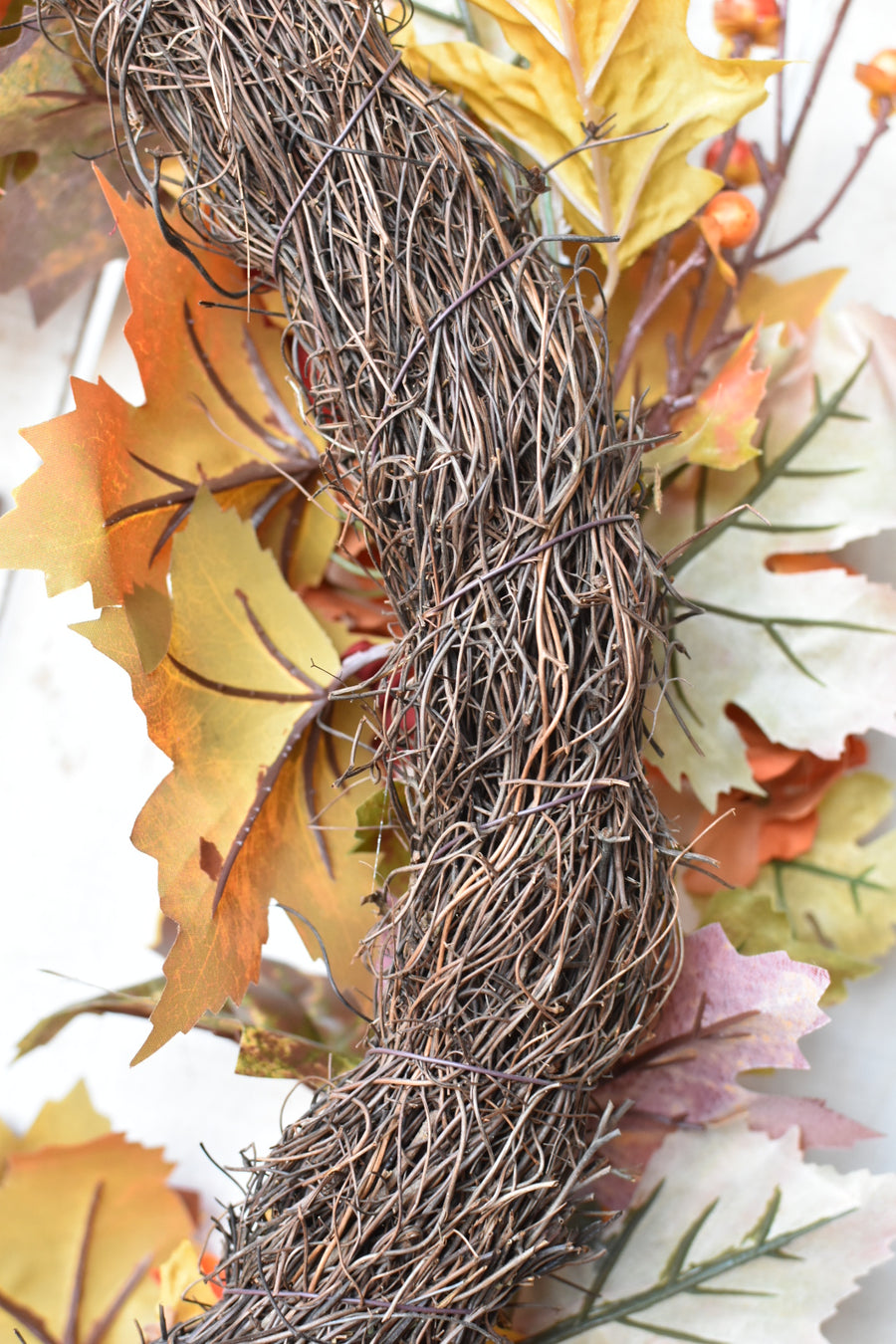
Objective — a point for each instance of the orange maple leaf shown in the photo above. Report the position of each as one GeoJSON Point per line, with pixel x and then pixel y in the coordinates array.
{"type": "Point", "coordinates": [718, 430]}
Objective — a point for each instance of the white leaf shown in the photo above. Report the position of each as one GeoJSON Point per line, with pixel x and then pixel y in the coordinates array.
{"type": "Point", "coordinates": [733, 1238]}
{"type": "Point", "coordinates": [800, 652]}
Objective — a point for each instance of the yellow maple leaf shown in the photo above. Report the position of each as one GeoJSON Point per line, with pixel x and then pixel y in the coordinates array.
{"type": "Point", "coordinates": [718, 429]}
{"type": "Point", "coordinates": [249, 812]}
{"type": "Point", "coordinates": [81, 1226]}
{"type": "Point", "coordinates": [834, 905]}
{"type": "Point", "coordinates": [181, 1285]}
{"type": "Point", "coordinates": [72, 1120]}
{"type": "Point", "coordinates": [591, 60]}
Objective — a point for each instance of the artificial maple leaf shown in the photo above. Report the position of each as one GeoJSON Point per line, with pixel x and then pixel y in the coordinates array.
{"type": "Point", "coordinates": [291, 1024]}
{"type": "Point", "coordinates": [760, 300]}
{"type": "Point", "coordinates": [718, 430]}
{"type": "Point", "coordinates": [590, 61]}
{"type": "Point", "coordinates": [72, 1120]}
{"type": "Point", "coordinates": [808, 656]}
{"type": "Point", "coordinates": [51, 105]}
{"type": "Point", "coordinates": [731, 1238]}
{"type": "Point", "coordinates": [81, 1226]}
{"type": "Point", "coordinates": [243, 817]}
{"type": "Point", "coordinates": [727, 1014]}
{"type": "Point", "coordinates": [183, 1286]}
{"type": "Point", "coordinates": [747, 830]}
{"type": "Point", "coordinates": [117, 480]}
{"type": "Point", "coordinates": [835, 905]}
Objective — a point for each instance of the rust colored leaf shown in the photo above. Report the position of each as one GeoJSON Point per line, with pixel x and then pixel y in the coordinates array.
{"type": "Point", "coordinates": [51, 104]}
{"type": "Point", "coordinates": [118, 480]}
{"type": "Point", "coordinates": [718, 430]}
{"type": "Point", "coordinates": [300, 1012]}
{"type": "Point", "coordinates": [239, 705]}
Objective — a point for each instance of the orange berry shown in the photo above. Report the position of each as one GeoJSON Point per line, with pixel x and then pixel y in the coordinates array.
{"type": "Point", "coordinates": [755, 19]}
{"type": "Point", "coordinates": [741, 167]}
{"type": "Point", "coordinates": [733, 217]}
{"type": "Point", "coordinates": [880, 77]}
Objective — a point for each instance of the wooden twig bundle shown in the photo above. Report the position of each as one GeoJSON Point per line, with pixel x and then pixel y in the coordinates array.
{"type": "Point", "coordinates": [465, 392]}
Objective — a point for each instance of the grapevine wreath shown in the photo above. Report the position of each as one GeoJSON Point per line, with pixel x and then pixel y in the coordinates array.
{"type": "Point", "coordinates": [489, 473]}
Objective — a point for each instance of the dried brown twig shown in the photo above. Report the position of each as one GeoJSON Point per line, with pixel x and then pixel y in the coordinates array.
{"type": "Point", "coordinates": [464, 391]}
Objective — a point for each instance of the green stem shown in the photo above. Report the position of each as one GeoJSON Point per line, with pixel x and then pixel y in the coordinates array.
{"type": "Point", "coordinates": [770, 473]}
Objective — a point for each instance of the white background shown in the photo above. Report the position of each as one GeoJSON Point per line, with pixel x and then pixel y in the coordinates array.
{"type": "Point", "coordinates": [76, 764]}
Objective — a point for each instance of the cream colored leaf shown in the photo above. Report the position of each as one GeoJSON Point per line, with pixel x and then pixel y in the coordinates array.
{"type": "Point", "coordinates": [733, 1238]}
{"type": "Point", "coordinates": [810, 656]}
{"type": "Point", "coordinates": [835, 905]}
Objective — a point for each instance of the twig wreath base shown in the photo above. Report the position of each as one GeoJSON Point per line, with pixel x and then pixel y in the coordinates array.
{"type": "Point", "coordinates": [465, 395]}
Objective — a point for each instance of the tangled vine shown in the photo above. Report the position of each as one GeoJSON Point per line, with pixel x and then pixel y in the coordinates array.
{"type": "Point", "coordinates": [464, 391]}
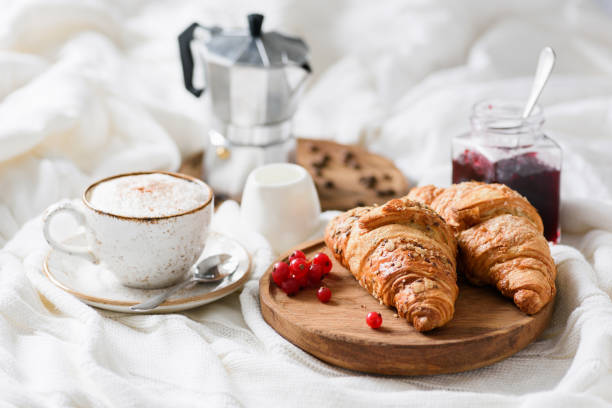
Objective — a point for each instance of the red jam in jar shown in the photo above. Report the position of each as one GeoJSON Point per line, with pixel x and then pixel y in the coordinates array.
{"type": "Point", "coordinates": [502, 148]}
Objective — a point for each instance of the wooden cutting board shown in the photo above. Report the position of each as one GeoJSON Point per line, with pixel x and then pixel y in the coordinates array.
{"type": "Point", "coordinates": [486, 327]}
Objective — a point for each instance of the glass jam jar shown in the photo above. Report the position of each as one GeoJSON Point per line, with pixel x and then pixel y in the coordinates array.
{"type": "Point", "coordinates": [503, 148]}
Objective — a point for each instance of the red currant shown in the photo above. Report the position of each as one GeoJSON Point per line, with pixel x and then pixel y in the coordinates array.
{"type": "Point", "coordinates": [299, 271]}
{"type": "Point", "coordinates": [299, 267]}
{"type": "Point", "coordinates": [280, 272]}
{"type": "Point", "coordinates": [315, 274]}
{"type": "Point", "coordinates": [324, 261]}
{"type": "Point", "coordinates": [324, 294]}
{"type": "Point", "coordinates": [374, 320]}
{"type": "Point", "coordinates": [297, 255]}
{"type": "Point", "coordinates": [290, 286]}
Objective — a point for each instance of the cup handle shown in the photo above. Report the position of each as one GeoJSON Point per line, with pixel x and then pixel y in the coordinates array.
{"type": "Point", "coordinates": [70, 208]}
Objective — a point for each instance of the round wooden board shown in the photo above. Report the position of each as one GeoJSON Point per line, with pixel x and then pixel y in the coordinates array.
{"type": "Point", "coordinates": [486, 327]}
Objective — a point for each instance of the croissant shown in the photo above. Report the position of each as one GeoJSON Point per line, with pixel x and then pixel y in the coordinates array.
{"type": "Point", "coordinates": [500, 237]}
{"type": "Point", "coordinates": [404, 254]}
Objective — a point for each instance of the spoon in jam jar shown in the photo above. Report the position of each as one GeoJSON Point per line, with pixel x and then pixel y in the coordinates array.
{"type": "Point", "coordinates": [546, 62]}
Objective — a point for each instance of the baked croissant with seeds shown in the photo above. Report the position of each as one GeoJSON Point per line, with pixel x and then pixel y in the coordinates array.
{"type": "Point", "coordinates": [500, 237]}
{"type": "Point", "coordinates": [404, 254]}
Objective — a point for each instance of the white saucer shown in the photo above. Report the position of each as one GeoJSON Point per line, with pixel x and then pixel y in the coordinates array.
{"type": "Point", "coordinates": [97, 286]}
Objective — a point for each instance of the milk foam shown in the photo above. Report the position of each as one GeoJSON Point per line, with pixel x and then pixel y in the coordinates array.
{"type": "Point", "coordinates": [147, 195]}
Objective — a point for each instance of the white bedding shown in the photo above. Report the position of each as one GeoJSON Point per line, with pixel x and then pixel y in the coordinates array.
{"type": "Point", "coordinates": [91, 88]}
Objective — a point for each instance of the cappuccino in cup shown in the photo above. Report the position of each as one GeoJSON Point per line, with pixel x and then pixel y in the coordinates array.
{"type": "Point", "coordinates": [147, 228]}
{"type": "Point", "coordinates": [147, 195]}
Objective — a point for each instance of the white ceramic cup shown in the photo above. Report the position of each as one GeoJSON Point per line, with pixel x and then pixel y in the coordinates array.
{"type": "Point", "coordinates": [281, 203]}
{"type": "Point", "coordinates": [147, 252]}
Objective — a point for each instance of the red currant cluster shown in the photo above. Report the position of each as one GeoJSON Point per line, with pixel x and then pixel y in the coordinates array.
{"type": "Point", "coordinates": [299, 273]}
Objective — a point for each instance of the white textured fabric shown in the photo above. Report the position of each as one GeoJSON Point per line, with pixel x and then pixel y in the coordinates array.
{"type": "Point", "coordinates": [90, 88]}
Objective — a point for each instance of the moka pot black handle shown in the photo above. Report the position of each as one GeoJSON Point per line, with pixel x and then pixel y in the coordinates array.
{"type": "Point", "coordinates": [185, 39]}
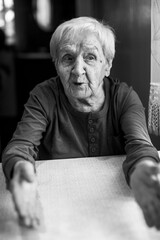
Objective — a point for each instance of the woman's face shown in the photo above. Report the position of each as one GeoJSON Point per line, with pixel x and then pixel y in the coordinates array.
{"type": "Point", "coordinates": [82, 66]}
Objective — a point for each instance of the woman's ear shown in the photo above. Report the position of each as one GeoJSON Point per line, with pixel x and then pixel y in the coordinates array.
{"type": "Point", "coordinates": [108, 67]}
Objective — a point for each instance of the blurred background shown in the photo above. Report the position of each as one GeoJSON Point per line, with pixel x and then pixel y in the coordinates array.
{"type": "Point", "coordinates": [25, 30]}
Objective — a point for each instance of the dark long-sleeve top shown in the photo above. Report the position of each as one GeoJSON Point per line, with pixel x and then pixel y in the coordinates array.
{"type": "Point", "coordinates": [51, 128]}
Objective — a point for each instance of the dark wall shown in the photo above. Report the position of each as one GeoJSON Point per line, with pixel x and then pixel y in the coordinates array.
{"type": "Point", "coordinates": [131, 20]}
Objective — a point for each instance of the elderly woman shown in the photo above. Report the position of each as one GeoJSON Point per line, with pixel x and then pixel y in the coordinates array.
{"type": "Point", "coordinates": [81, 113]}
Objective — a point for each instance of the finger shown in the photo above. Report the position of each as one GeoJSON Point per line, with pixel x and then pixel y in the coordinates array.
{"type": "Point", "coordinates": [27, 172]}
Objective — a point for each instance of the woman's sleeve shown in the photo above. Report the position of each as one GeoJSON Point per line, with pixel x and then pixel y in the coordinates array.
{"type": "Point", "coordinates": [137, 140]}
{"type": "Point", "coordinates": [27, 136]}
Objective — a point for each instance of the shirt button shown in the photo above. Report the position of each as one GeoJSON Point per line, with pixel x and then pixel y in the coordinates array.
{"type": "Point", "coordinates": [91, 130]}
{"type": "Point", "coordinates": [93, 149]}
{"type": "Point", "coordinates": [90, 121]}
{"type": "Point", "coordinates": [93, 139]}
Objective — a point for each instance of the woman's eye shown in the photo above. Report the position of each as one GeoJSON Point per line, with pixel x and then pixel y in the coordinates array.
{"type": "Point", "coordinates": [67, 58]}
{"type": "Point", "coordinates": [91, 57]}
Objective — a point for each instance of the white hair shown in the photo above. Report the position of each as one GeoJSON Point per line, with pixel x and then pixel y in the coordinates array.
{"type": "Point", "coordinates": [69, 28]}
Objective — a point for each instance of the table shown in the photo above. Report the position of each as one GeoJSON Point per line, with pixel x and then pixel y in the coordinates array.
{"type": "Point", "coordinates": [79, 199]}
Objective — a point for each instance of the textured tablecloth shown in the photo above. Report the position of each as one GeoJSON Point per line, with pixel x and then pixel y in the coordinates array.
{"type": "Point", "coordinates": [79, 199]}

## The task
Print exactly the lines that run from the line containing "Objective — a point for each instance of the finger" to the end of the data, both ends included.

## Result of this task
Objective — a point for each instance of the finger shown in the photo above. Report the position of each as one GeoJSON Point per line, with pixel x and then pixel y in the coordinates array.
{"type": "Point", "coordinates": [27, 172]}
Objective — a point for each instance of the woman's sleeve shown in the photo above. Report the position of each as one GeoJSON Point per line, with pixel x and then pixel y in the coordinates array.
{"type": "Point", "coordinates": [137, 140]}
{"type": "Point", "coordinates": [27, 136]}
Objective — a point for each instance of the shirt button shown in the photo above. Report the position of each as one GeoJSON Point per line, with pixel x and then pixel y in the coordinates array.
{"type": "Point", "coordinates": [91, 130]}
{"type": "Point", "coordinates": [93, 149]}
{"type": "Point", "coordinates": [90, 121]}
{"type": "Point", "coordinates": [93, 139]}
Objective — a point for each instance of the woman's eye shown in the photo above. Report the position of each as one GeoJSON Point per line, with pixel x and then pixel y in the coordinates array.
{"type": "Point", "coordinates": [67, 58]}
{"type": "Point", "coordinates": [91, 57]}
Objective — a point for each instance of the white hair shown in the photo above. Report the position of each as one GeoJSON Point per line, with pixel x and then pixel y in the coordinates array.
{"type": "Point", "coordinates": [69, 28]}
Objective — a point for each instance of the table shown in the photo above. Report the position of each as one GeoJSON Point per line, with pixel x and then pixel y in the coordinates array.
{"type": "Point", "coordinates": [79, 199]}
Objective — a point for each instance of the textured tablecloth shown in the photo above. Report the position of each as one GeoJSON Point per line, with pixel x and then pixel y in the coordinates array.
{"type": "Point", "coordinates": [79, 199]}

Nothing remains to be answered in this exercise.